===== PASSAGE PROVIDED =====

It's going to be ok...right?

My experience shows that those who plant trouble and cultivate evil will harvest the same. ~ Job 4:8




It's been a hard week for me... ok a hard few months actually.  I feel like I keep thinking about everything to come and completely taking my focus off of everything because of it.  On the other side of it I've been dealing with some pretty intense emotions in the last week... things I really didn't realize the fullness of until last night.  I've been so angry.  Not a belligerent, get in everyone's face, make a scene angry.  It's been a slow burn that has been growing over the last few months.... an anger at myself for settling for things I know I shouldn't, an anger at community and feeling like it's gone, an anger at God... and that's the really hard one.  


When you start the adoption journey you hear from different people how hard it is, how emotional... but I didn't really hear about how isolating it can be.  There are times where I just want to pour my heart out and scream and cry because of something that is going on but there are so few that are going through what I am that it really isn't an option unless I want to pour out to a complete stranger via the blog network... which happily I have not done yet... YET.  I know people say they understand it's hard and they are here for me but it's really hard to understand just how different this waiting is from waiting for your baby to be born... it's just so different.  I feel I can say that because while I didn't get to carry ours to term I was pregnant and the feelings and emotions while on both sides are very intense this has been totally different.  


I have no answers.  I have no timeline.  I don't have something I can see growing and becoming stronger each day in front of me.  I know this may sound like whining to some and if so I'm sorry but this is my blog :) so I will whine all I want... just for today.  


Trust has taken on a completely different face for me in the past few weeks.  I have been struggling with my own sin and imperfection and pride.  I don't want to lean on God while I wait because I don't want to wait.  I know His time is perfect, I know it's not time yet because it hasn't happened... I know all of this...  but right now it just sounds like a callous answer to my very raw heart.  I ache for them.  I cannot think about them... seriously think about them without crying... which means yes I'm crying right now.  We pray for them together every morning and night but there really isn't a moment of the day that my children are not in the back of my mind.

===== DATA RECORDS =====

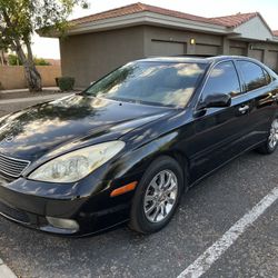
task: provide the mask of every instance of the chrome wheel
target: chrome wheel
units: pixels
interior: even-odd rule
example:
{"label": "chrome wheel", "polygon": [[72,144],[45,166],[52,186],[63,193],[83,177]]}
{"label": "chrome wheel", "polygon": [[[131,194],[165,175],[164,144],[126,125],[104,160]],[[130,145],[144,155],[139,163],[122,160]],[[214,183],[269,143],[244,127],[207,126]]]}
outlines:
{"label": "chrome wheel", "polygon": [[278,119],[274,120],[270,128],[270,135],[268,137],[268,145],[271,149],[276,147],[278,142]]}
{"label": "chrome wheel", "polygon": [[143,211],[150,222],[162,221],[172,210],[178,196],[178,179],[171,170],[162,170],[149,183]]}

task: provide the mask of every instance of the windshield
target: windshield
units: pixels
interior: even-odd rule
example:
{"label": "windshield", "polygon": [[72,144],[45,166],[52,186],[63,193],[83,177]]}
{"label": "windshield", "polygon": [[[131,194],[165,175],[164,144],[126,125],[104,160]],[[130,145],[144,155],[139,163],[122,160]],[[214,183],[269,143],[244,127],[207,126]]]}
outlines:
{"label": "windshield", "polygon": [[185,107],[206,64],[130,62],[89,87],[93,97],[155,106]]}

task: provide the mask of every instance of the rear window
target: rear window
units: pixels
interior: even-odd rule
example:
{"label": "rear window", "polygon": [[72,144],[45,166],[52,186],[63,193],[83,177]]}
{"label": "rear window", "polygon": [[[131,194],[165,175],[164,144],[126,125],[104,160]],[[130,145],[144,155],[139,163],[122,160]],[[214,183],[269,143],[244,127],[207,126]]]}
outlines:
{"label": "rear window", "polygon": [[130,62],[100,79],[85,92],[119,101],[185,107],[205,68],[202,63]]}
{"label": "rear window", "polygon": [[238,61],[246,91],[251,91],[267,85],[266,76],[260,66],[250,61]]}

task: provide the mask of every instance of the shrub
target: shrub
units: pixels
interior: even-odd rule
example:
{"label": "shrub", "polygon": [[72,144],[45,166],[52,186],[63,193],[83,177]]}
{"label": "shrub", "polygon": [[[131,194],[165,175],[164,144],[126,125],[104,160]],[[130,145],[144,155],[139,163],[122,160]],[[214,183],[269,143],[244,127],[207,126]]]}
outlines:
{"label": "shrub", "polygon": [[33,62],[36,66],[51,66],[51,63],[43,58],[33,58]]}
{"label": "shrub", "polygon": [[9,66],[22,66],[22,62],[19,60],[18,56],[9,54],[8,56],[8,64]]}
{"label": "shrub", "polygon": [[73,77],[58,77],[56,78],[56,83],[61,91],[71,91],[73,90],[76,79]]}

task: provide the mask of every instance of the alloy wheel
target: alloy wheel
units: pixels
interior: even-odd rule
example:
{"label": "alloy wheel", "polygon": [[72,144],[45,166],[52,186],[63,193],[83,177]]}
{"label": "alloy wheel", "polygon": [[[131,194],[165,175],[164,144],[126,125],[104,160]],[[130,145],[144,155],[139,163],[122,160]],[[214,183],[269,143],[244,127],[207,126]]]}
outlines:
{"label": "alloy wheel", "polygon": [[275,119],[271,123],[270,133],[268,137],[268,145],[271,149],[274,149],[277,142],[278,142],[278,119]]}
{"label": "alloy wheel", "polygon": [[149,183],[143,211],[150,222],[162,221],[172,210],[178,196],[178,179],[171,170],[162,170]]}

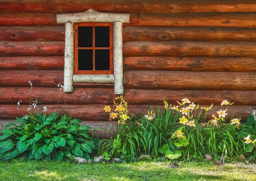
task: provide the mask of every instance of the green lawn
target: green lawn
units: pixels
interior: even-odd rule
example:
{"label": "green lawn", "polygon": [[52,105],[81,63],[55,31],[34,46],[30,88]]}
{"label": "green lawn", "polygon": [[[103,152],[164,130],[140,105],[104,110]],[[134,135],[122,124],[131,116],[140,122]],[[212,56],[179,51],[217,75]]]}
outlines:
{"label": "green lawn", "polygon": [[79,165],[70,162],[12,160],[0,162],[1,181],[256,180],[256,165],[207,162],[151,162]]}

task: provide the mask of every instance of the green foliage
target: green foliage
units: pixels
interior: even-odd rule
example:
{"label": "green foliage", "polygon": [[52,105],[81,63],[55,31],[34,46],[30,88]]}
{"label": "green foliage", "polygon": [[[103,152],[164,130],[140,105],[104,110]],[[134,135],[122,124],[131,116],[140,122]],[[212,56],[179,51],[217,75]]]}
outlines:
{"label": "green foliage", "polygon": [[[0,155],[4,160],[18,156],[60,161],[74,155],[90,159],[88,153],[97,149],[87,133],[90,128],[81,126],[78,119],[66,115],[59,118],[55,113],[47,117],[37,113],[16,118],[0,133]],[[14,127],[10,128],[11,127]]]}

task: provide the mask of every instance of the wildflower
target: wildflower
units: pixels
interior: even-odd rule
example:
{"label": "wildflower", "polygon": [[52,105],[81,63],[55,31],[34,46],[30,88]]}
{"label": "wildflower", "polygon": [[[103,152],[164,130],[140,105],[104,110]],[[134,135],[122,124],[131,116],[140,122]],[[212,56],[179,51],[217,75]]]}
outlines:
{"label": "wildflower", "polygon": [[222,106],[223,105],[226,105],[227,106],[230,106],[230,105],[232,105],[233,103],[234,103],[234,102],[232,102],[232,103],[230,103],[230,101],[228,101],[227,100],[224,100],[221,103],[221,106]]}
{"label": "wildflower", "polygon": [[201,109],[204,109],[206,111],[208,111],[209,110],[211,109],[211,108],[212,107],[213,105],[213,104],[212,104],[208,108],[206,108],[206,107],[202,107],[201,108]]}
{"label": "wildflower", "polygon": [[192,126],[196,127],[196,125],[195,124],[195,120],[189,121],[188,123],[187,124],[187,125],[189,125],[190,127]]}
{"label": "wildflower", "polygon": [[230,125],[233,124],[235,124],[236,125],[237,128],[238,128],[238,129],[239,129],[238,126],[240,124],[240,122],[239,122],[239,121],[240,121],[241,120],[241,119],[238,119],[238,118],[235,118],[234,119],[233,119],[231,120],[231,123],[230,123]]}
{"label": "wildflower", "polygon": [[184,137],[184,136],[183,135],[184,134],[184,133],[182,132],[181,130],[178,130],[176,132],[176,133],[177,135],[177,137],[179,139],[181,139]]}
{"label": "wildflower", "polygon": [[106,113],[107,112],[110,112],[111,111],[111,108],[109,107],[109,106],[106,106],[105,105],[105,107],[104,108],[103,110],[105,110],[105,112]]}
{"label": "wildflower", "polygon": [[218,114],[219,114],[219,117],[222,117],[224,118],[226,117],[226,115],[227,115],[227,114],[226,113],[226,112],[227,110],[227,109],[226,109],[225,110],[220,110],[219,111],[217,111],[217,113]]}
{"label": "wildflower", "polygon": [[248,135],[246,137],[244,137],[244,139],[245,140],[244,142],[246,144],[252,142],[252,141],[251,140],[251,139],[250,139],[250,136],[251,136],[251,135]]}
{"label": "wildflower", "polygon": [[111,114],[110,114],[110,119],[109,119],[111,120],[111,118],[112,118],[113,120],[114,120],[114,118],[116,118],[117,117],[117,114],[116,113],[111,113]]}
{"label": "wildflower", "polygon": [[189,104],[189,105],[188,106],[188,108],[190,109],[191,110],[194,110],[194,108],[196,107],[196,105],[195,104],[194,104],[194,103],[192,102],[191,104]]}
{"label": "wildflower", "polygon": [[185,117],[185,116],[183,116],[182,117],[180,118],[179,120],[180,120],[180,124],[184,125],[188,122],[188,120]]}
{"label": "wildflower", "polygon": [[43,108],[44,108],[44,112],[46,112],[47,111],[47,106],[44,106]]}
{"label": "wildflower", "polygon": [[185,114],[186,116],[189,116],[189,112],[190,110],[188,108],[188,107],[186,108],[182,108],[182,109],[180,111],[180,112],[182,113],[182,115]]}

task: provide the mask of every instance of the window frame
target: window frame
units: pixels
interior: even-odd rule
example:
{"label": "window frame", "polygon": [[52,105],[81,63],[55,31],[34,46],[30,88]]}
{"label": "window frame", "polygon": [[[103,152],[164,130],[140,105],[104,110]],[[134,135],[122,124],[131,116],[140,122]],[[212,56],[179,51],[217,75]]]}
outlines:
{"label": "window frame", "polygon": [[[93,47],[78,47],[78,27],[79,26],[93,27]],[[95,47],[95,27],[108,26],[109,27],[109,47]],[[75,31],[74,59],[75,60],[74,66],[74,73],[75,75],[80,74],[113,74],[113,23],[111,23],[98,22],[81,22],[74,23]],[[93,70],[79,70],[78,69],[78,50],[92,49],[93,56]],[[95,50],[109,49],[109,71],[95,70]]]}

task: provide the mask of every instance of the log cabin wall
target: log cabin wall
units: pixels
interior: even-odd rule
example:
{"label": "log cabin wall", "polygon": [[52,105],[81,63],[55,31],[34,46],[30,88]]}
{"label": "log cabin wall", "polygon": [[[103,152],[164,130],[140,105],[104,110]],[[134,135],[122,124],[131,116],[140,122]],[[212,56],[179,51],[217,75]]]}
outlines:
{"label": "log cabin wall", "polygon": [[[131,112],[187,98],[210,114],[234,102],[229,116],[256,108],[256,1],[253,0],[0,0],[0,119],[27,114],[30,87],[42,112],[86,123],[107,121],[113,84],[63,83],[65,26],[56,15],[91,8],[131,13],[123,27],[124,98]],[[143,2],[142,2],[143,1]],[[6,121],[6,122],[8,121]]]}

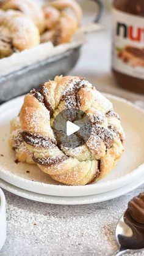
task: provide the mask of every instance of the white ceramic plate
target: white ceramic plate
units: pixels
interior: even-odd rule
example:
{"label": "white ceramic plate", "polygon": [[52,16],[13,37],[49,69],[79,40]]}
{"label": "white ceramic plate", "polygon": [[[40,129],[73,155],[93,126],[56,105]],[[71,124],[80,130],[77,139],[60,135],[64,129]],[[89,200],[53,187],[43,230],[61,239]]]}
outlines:
{"label": "white ceramic plate", "polygon": [[[65,197],[103,193],[121,187],[138,179],[144,171],[144,111],[124,99],[110,95],[107,96],[121,117],[126,141],[123,157],[106,178],[84,186],[68,186],[52,180],[36,165],[16,164],[13,152],[7,144],[9,122],[18,114],[23,97],[16,98],[0,107],[0,178],[27,190]],[[30,173],[27,173],[27,170]]]}
{"label": "white ceramic plate", "polygon": [[5,198],[0,189],[0,250],[2,247],[6,238],[6,214]]}
{"label": "white ceramic plate", "polygon": [[107,201],[124,195],[136,189],[143,183],[143,175],[137,180],[126,186],[97,195],[87,195],[85,197],[57,197],[54,195],[42,195],[34,193],[16,187],[6,181],[0,179],[0,187],[20,197],[41,203],[53,203],[57,205],[87,205],[88,203],[99,203]]}

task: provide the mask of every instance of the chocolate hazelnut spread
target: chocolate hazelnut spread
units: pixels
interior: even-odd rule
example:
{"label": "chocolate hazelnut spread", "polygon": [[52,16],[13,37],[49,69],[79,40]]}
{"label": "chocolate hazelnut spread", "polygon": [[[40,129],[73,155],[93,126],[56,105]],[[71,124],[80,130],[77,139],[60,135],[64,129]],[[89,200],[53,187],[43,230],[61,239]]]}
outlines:
{"label": "chocolate hazelnut spread", "polygon": [[125,224],[131,229],[128,236],[120,235],[120,249],[139,249],[144,247],[144,193],[134,197],[124,214]]}
{"label": "chocolate hazelnut spread", "polygon": [[144,94],[144,1],[115,0],[112,70],[118,84]]}
{"label": "chocolate hazelnut spread", "polygon": [[135,221],[144,224],[144,193],[140,194],[129,202],[128,212]]}

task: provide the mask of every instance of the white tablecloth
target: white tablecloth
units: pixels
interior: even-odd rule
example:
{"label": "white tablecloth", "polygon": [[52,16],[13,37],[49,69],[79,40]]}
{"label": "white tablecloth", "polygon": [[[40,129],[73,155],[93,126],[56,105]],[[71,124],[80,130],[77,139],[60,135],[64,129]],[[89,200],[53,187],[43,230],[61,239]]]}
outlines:
{"label": "white tablecloth", "polygon": [[[70,73],[87,77],[102,91],[142,104],[143,96],[124,91],[113,80],[109,23],[104,20],[107,29],[88,35],[88,43]],[[115,200],[77,206],[47,205],[4,191],[7,235],[0,255],[109,255],[117,249],[114,233],[118,218],[128,201],[143,190],[142,186]]]}

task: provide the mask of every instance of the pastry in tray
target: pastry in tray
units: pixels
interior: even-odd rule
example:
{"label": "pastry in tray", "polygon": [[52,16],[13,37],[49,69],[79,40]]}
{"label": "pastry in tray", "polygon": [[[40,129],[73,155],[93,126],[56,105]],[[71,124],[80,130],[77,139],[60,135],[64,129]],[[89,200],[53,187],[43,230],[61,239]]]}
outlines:
{"label": "pastry in tray", "polygon": [[33,0],[6,0],[1,8],[4,10],[16,10],[29,16],[41,33],[45,29],[45,18],[42,9]]}
{"label": "pastry in tray", "polygon": [[38,45],[37,28],[20,12],[0,10],[0,58]]}
{"label": "pastry in tray", "polygon": [[[51,41],[70,42],[79,26],[82,10],[73,0],[5,0],[0,3],[0,58]],[[41,40],[40,40],[41,38]]]}
{"label": "pastry in tray", "polygon": [[43,6],[45,32],[41,42],[51,41],[54,45],[70,41],[79,26],[82,10],[73,0],[55,0]]}
{"label": "pastry in tray", "polygon": [[[81,127],[70,137],[62,128],[68,121]],[[85,123],[87,139],[81,133]],[[71,140],[74,146],[69,146]],[[68,185],[84,185],[106,176],[121,156],[124,141],[112,103],[83,77],[70,76],[56,77],[27,94],[9,137],[19,161],[35,164]]]}

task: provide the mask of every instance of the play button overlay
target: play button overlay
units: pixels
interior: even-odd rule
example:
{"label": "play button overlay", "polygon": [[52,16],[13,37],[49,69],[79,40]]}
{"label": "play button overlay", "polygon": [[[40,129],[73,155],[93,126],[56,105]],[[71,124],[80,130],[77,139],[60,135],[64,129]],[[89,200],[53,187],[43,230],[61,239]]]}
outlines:
{"label": "play button overlay", "polygon": [[80,127],[73,122],[67,121],[67,135],[70,136],[74,132],[77,132],[80,129]]}
{"label": "play button overlay", "polygon": [[51,126],[61,149],[82,146],[92,132],[88,115],[77,108],[62,110],[55,117]]}

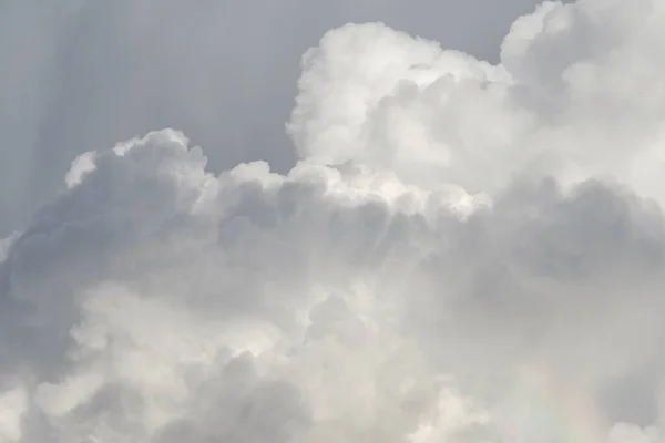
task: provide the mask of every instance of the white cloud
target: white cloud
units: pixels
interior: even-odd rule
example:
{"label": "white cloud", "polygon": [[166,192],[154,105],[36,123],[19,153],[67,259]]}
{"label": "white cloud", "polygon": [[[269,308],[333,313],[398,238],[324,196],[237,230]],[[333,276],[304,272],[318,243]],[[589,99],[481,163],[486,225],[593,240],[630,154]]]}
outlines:
{"label": "white cloud", "polygon": [[346,25],[287,174],[174,130],[78,157],[0,247],[0,437],[661,441],[663,29],[546,3],[492,65]]}

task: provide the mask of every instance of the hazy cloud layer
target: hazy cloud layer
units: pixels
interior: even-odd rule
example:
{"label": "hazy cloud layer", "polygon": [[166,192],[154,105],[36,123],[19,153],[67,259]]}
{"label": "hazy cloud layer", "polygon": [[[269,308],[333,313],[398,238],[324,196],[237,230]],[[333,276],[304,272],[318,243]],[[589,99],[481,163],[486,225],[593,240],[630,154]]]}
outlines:
{"label": "hazy cloud layer", "polygon": [[100,135],[0,243],[0,442],[662,442],[664,30],[337,28],[284,173]]}

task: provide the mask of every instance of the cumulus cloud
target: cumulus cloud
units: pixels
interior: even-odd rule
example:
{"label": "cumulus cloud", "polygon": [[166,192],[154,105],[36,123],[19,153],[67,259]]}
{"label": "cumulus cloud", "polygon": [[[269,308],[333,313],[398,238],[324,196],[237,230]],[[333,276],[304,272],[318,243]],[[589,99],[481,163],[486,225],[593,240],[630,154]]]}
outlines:
{"label": "cumulus cloud", "polygon": [[215,173],[288,172],[298,61],[331,28],[380,20],[495,60],[539,1],[2,1],[0,236],[55,196],[74,157],[155,128],[204,145]]}
{"label": "cumulus cloud", "polygon": [[349,24],[287,173],[70,158],[0,243],[0,441],[663,441],[662,29],[545,2],[490,63]]}

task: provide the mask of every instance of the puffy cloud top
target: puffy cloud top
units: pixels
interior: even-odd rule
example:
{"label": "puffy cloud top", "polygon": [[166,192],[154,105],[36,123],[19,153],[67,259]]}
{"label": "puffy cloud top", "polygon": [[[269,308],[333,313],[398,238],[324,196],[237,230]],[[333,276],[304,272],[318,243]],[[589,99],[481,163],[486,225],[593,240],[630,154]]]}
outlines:
{"label": "puffy cloud top", "polygon": [[287,174],[91,146],[0,243],[0,442],[662,442],[663,30],[545,2],[492,65],[349,24]]}

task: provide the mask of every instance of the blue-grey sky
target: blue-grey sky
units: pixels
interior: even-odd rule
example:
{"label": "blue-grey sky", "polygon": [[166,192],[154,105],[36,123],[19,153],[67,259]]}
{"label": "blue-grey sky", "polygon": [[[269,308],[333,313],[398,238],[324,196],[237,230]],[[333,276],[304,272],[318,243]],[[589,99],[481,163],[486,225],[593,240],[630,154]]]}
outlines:
{"label": "blue-grey sky", "polygon": [[175,127],[222,171],[285,135],[303,52],[329,29],[383,21],[495,62],[538,0],[4,0],[0,2],[0,235],[62,186],[79,154]]}

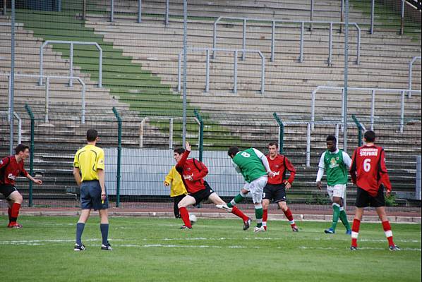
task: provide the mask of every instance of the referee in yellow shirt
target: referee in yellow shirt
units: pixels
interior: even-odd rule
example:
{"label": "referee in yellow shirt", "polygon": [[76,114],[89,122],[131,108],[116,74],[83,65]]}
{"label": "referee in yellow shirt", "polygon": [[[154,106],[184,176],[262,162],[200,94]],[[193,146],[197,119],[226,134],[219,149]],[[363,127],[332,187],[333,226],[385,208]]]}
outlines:
{"label": "referee in yellow shirt", "polygon": [[91,209],[100,212],[100,228],[102,236],[101,250],[111,251],[111,246],[107,240],[109,235],[109,201],[105,190],[104,151],[95,146],[98,133],[95,129],[87,131],[88,144],[75,154],[73,176],[80,188],[80,205],[82,212],[76,224],[76,243],[74,250],[83,251],[81,237],[85,223],[90,217]]}
{"label": "referee in yellow shirt", "polygon": [[174,217],[180,219],[179,207],[177,207],[177,205],[188,194],[188,191],[186,191],[185,185],[181,180],[181,176],[176,170],[175,166],[173,166],[171,169],[170,169],[170,171],[169,171],[169,174],[167,174],[166,180],[164,180],[164,185],[169,186],[170,185],[171,185],[170,188],[170,197],[173,199],[173,202],[174,203],[173,207]]}

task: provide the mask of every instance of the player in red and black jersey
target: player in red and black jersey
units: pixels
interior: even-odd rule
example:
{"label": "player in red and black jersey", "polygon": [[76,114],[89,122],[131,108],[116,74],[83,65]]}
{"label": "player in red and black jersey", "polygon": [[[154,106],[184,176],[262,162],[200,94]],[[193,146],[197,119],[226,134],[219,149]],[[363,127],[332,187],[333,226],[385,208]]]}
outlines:
{"label": "player in red and black jersey", "polygon": [[22,144],[15,148],[15,155],[6,157],[0,161],[0,192],[8,203],[8,221],[7,227],[20,228],[22,226],[16,222],[19,209],[23,199],[15,187],[18,176],[25,176],[30,180],[41,185],[42,181],[35,179],[23,168],[23,161],[29,157],[29,147]]}
{"label": "player in red and black jersey", "polygon": [[[270,202],[272,200],[278,204],[284,213],[290,223],[291,230],[294,232],[298,232],[299,228],[294,222],[291,211],[290,211],[286,203],[286,190],[289,190],[291,187],[291,183],[293,183],[296,175],[296,169],[294,169],[294,166],[293,166],[289,159],[279,154],[278,149],[279,147],[277,142],[271,142],[268,144],[270,154],[267,155],[267,159],[270,164],[270,168],[274,172],[274,176],[268,178],[268,182],[267,182],[263,193],[263,208],[264,209],[263,226],[267,230],[268,206]],[[286,172],[287,171],[290,173],[289,179],[286,179]]]}
{"label": "player in red and black jersey", "polygon": [[387,196],[390,195],[392,188],[385,166],[384,149],[375,145],[375,133],[372,130],[365,133],[364,140],[365,145],[355,149],[350,166],[351,180],[358,187],[350,250],[356,250],[358,247],[357,240],[363,208],[373,207],[382,223],[389,249],[392,251],[399,250],[400,248],[393,242],[391,226],[385,213],[384,187],[387,189]]}
{"label": "player in red and black jersey", "polygon": [[[177,161],[176,170],[181,174],[181,179],[188,193],[178,204],[180,215],[184,223],[184,225],[181,226],[181,229],[191,229],[192,225],[189,221],[189,213],[186,209],[187,207],[191,204],[198,204],[205,200],[209,200],[215,204],[226,206],[226,203],[204,180],[204,177],[208,174],[207,166],[195,159],[188,159],[188,157],[191,153],[191,145],[188,142],[186,143],[186,150],[183,148],[175,149],[174,150],[174,157]],[[251,219],[240,209],[236,207],[231,209],[227,207],[226,209],[242,219],[243,221],[243,230],[249,228]]]}

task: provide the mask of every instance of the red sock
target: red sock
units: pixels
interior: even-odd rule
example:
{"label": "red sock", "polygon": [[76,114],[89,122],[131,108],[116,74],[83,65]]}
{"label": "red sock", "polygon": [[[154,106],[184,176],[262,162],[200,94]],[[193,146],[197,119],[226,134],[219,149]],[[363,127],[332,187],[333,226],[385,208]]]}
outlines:
{"label": "red sock", "polygon": [[7,209],[7,214],[8,214],[8,223],[12,221],[12,208],[9,207]]}
{"label": "red sock", "polygon": [[249,219],[245,214],[243,214],[242,212],[242,211],[239,209],[239,208],[236,206],[234,206],[231,208],[231,213],[234,215],[238,216],[241,219],[242,219],[243,220],[243,221],[246,221],[248,220],[248,219]]}
{"label": "red sock", "polygon": [[387,237],[387,240],[388,240],[388,245],[394,246],[394,243],[392,240],[392,232],[391,231],[391,226],[388,221],[382,221],[382,228],[384,228],[385,237]]}
{"label": "red sock", "polygon": [[192,228],[191,225],[191,221],[189,220],[189,213],[186,207],[182,207],[179,208],[179,212],[180,212],[180,216],[181,216],[181,219],[183,221],[183,223],[185,226],[188,228]]}
{"label": "red sock", "polygon": [[20,209],[20,204],[13,203],[11,210],[11,222],[16,222],[18,216],[19,216],[19,209]]}
{"label": "red sock", "polygon": [[267,219],[268,219],[268,209],[263,210],[263,226],[267,230]]}
{"label": "red sock", "polygon": [[268,209],[264,209],[263,211],[263,222],[267,222],[268,219]]}
{"label": "red sock", "polygon": [[353,220],[353,225],[351,226],[351,246],[358,247],[358,236],[359,235],[359,226],[361,226],[361,221],[356,219]]}

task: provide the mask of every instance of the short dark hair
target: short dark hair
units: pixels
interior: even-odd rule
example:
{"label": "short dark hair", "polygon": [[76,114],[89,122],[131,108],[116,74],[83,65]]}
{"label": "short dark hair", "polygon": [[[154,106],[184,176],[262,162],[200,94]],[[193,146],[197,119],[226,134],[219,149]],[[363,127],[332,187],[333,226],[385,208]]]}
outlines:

=====

> _SET TASKS_
A: Rewrite the adoption blog post from "My experience shows" to "really hard one.", using "quiet fire" in place of "slow burn".
B: Please write the next part of the adoption blog post, picking up after its final sentence.

> _THE REPLIES_
A:
My experience shows that those who plant trouble and cultivate evil will harvest the same. ~ Job 4:8




It's been a hard week for me... ok a hard few months actually.  I feel like I keep thinking about everything to come and completely taking my focus off of everything because of it.  On the other side of it I've been dealing with some pretty intense emotions in the last week... things I really didn't realize the fullness of until last night.  I've been so angry.  Not a belligerent, get in everyone's face, make a scene angry.  It's been a quiet fire that has been growing over the last few months.... an anger at myself for settling for things I know I shouldn't, an anger at community and feeling like it's gone, an anger at God... and that's the really hard one.

B:
God and I have been in a pretty intense tug of war of late for my submission, for my trust, for control.  I know he's going to win... I know this completely but still I fight.  Why do I do this?  Sunday morning he spoke so blatantly and clearly to my heart... literally it was audible and yet I still am afraid of giving him complete control.  Last night he again spoke through a song... had me in tears on the floor and yet still I hold on to that illusion of control.  What is it in me as a woman, a sinful woman that holds on to this illusion instead of embracing the peace he offers... it boils down to fear... I am afraid of how long I will have to wait.  I am afraid of what I will have to give up.  I am afraid pure and simple.  


it's funny.. well not really but when we are afraid it usually manifests in anger. The past two weeks I have realized more and more how angry I am and I'm dealing with that but I'm still praying.  I'm still hoping and I'm still talking to Jesus... cause even when I'm so angry at him I could scream he's still there... he still listens and he still reminds me that it's going to be ok, there is a plan and it's just not time yet.


It's going to be ok.... it's going to be ok.... right?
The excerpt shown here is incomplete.